Work request: Your job is to set down the stretch of entries that opens with the line containing "Target: two-story commercial building" and closes with the line containing "point(22, 22)". Keep both end lines, copy each exactly, and add nothing.

Saved entries:
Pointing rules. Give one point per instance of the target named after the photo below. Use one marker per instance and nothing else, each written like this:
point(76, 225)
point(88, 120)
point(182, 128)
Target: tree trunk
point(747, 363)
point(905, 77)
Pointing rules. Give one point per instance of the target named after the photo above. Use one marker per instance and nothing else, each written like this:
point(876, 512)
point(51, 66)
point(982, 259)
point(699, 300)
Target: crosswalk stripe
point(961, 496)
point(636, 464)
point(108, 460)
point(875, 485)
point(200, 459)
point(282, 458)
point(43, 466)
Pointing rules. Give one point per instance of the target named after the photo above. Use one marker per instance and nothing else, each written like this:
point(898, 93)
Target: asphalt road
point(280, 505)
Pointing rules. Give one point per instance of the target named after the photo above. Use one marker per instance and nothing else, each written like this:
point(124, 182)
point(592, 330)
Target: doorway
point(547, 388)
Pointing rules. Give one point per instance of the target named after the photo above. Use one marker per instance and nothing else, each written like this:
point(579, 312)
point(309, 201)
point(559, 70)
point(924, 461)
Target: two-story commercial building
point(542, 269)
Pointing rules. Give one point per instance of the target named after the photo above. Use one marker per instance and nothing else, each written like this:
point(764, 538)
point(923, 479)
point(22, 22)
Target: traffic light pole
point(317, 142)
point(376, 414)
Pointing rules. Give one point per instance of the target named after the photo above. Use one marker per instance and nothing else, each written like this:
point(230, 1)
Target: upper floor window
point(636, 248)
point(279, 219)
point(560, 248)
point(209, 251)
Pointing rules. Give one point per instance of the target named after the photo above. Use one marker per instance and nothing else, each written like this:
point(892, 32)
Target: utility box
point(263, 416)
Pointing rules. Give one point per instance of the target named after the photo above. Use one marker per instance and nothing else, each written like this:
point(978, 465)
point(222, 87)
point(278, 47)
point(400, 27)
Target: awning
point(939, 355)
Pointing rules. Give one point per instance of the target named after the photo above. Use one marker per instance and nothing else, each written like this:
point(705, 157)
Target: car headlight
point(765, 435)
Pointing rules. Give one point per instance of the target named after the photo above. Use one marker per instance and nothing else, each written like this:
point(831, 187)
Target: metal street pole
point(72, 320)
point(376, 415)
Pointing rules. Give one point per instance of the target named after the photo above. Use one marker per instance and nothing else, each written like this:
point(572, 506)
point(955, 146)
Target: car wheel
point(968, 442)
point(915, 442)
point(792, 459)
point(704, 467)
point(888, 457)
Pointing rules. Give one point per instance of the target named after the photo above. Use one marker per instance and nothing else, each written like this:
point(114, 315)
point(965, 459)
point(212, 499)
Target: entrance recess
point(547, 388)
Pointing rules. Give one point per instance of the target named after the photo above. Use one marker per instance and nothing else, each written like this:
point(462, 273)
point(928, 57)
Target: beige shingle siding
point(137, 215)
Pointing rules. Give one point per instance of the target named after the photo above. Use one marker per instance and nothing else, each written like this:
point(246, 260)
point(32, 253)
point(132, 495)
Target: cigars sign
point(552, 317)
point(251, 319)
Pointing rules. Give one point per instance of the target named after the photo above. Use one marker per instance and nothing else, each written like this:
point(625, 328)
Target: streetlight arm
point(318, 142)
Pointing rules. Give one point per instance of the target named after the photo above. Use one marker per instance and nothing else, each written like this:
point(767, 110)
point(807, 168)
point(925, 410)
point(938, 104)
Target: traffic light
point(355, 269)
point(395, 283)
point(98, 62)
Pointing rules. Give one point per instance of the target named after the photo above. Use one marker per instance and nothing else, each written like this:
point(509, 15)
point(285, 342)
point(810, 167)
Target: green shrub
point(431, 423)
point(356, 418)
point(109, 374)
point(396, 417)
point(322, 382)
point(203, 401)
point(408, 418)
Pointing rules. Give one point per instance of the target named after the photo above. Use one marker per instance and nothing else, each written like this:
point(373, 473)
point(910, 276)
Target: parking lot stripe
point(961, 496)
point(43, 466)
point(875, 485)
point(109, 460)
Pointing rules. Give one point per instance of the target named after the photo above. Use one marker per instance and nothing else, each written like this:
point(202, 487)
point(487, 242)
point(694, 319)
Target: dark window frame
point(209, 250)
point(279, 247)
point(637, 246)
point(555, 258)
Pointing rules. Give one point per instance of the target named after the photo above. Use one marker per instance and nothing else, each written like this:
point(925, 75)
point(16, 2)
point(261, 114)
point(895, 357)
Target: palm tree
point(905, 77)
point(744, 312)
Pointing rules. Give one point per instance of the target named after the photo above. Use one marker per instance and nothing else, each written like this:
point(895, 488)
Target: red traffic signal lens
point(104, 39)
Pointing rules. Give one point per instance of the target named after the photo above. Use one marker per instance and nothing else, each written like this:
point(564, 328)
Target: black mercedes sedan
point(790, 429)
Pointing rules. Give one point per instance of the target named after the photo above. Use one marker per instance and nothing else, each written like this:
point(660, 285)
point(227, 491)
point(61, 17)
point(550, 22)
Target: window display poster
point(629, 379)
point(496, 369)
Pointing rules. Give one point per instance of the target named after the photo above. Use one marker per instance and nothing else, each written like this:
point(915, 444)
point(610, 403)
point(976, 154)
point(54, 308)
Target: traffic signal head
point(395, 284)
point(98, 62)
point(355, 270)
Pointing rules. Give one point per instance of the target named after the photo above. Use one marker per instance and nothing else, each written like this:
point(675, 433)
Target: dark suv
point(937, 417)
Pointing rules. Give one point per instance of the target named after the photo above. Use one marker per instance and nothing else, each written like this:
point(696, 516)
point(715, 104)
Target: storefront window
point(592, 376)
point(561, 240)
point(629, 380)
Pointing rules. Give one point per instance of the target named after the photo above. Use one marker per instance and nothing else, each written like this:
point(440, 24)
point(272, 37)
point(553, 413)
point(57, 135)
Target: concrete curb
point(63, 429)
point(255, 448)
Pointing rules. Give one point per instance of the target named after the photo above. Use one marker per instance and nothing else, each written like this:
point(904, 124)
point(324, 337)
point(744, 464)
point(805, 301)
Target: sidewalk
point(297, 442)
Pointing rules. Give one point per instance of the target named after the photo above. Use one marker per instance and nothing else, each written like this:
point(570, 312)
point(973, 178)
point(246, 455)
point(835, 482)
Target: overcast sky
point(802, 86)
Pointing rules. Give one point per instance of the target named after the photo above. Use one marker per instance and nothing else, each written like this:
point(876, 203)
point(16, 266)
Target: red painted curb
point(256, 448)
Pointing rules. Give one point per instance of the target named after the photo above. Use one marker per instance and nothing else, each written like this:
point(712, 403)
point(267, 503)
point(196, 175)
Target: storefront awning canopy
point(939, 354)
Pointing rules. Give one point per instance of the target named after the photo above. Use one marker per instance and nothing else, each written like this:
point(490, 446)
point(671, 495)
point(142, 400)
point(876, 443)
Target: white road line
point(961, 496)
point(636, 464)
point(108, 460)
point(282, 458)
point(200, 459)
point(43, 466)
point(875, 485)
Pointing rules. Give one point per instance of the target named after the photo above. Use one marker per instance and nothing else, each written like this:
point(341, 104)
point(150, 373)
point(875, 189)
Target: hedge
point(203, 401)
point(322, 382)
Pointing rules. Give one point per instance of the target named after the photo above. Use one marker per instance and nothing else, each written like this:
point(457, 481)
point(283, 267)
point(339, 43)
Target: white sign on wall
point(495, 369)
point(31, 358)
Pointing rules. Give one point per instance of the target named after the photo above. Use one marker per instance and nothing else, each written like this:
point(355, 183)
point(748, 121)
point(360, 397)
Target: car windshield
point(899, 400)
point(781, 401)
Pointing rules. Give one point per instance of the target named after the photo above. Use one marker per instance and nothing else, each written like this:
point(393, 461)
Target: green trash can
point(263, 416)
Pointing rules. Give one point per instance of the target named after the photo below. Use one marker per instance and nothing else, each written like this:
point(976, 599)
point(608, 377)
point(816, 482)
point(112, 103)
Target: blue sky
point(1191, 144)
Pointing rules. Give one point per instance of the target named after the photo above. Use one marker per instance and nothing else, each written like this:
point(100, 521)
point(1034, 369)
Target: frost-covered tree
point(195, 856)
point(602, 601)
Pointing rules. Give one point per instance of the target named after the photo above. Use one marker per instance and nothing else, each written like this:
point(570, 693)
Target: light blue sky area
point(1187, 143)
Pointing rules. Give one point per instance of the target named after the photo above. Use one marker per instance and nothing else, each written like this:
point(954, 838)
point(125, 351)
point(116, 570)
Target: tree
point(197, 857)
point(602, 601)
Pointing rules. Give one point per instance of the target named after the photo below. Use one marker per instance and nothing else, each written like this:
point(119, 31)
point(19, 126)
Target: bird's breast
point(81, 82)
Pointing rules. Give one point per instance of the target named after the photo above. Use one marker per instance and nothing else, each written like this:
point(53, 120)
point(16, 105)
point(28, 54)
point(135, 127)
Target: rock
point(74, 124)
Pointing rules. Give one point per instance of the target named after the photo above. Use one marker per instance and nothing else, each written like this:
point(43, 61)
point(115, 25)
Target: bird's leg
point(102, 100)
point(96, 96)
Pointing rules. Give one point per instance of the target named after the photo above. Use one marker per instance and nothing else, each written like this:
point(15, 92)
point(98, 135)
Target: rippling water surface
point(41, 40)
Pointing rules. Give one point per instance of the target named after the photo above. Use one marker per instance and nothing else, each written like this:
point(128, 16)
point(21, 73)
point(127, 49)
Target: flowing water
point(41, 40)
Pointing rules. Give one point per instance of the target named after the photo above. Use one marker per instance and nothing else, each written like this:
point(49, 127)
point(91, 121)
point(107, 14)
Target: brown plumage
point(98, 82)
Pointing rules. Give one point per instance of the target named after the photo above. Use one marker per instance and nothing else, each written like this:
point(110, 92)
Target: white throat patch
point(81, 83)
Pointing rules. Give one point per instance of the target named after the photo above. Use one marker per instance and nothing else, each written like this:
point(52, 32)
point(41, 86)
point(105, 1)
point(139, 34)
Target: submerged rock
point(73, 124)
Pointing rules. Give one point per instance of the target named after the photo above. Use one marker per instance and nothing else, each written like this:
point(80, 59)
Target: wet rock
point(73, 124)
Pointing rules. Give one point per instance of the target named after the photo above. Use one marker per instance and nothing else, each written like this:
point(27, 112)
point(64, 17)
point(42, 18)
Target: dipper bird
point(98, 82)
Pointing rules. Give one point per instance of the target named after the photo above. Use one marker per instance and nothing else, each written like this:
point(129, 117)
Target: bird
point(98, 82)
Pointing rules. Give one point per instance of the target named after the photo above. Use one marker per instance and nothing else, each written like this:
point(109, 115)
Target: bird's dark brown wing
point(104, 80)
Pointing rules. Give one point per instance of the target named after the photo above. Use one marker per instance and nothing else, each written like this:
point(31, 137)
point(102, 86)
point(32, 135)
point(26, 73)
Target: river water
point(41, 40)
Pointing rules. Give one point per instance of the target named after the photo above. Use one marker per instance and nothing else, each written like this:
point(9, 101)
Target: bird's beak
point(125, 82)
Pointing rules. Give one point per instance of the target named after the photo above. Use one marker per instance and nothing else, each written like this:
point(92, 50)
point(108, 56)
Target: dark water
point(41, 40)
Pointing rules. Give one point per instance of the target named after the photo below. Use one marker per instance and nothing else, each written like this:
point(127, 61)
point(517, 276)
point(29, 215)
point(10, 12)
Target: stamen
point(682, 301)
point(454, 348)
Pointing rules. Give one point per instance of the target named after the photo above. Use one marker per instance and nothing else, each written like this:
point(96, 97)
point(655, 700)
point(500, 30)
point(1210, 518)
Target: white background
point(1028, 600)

Solution for this exercise:
Target: two-story commercial building
point(542, 269)
Pointing rules. Give one point per instance of the target named after the photo above. Use one marker per instance and nothing else, each written like this:
point(764, 538)
point(923, 479)
point(22, 22)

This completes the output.